• [Records]

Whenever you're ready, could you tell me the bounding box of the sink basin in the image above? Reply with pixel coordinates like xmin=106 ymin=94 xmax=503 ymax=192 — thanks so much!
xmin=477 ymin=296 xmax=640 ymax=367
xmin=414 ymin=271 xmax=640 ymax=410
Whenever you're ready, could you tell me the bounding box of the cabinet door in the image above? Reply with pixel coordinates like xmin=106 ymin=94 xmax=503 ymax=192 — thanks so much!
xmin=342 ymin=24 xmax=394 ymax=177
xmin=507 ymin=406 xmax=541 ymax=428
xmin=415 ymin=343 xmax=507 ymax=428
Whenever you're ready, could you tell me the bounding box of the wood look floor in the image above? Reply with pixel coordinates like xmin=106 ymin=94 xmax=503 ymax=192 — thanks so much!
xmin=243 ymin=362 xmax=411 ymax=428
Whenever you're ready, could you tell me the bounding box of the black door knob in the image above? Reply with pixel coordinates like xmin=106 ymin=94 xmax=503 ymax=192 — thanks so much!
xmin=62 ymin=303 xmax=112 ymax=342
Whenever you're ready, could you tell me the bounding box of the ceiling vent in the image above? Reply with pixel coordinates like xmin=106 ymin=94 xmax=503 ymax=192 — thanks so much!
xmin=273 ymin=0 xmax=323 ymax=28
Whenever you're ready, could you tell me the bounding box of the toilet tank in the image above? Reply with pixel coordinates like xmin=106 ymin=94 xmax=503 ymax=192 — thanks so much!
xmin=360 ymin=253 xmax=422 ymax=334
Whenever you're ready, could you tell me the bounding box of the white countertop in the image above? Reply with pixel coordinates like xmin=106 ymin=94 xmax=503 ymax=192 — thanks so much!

• [Stated exercise]
Please copy everything in the data above from the line containing "of the wood" down to the line containing "xmin=273 ymin=0 xmax=323 ymax=28", including both of those lines, with each line unchanged.

• [Answer to the task]
Whenever you're ready, could you tell me the bounding box of the wood look floor in the image above? Reply with pixel coordinates like xmin=106 ymin=94 xmax=503 ymax=192 — thanks so much!
xmin=243 ymin=362 xmax=411 ymax=428
Whenever you're ready, could you tell me the bounding box of the black door knob in the image above? Reply with pixel coordinates like xmin=106 ymin=94 xmax=503 ymax=192 — thanks so much!
xmin=62 ymin=303 xmax=112 ymax=342
Whenever you're ready, could you tell me the bounding box of the ceiling vent in the image above? Reply with pixel coordinates like xmin=106 ymin=94 xmax=503 ymax=192 — thanks so much!
xmin=273 ymin=0 xmax=323 ymax=28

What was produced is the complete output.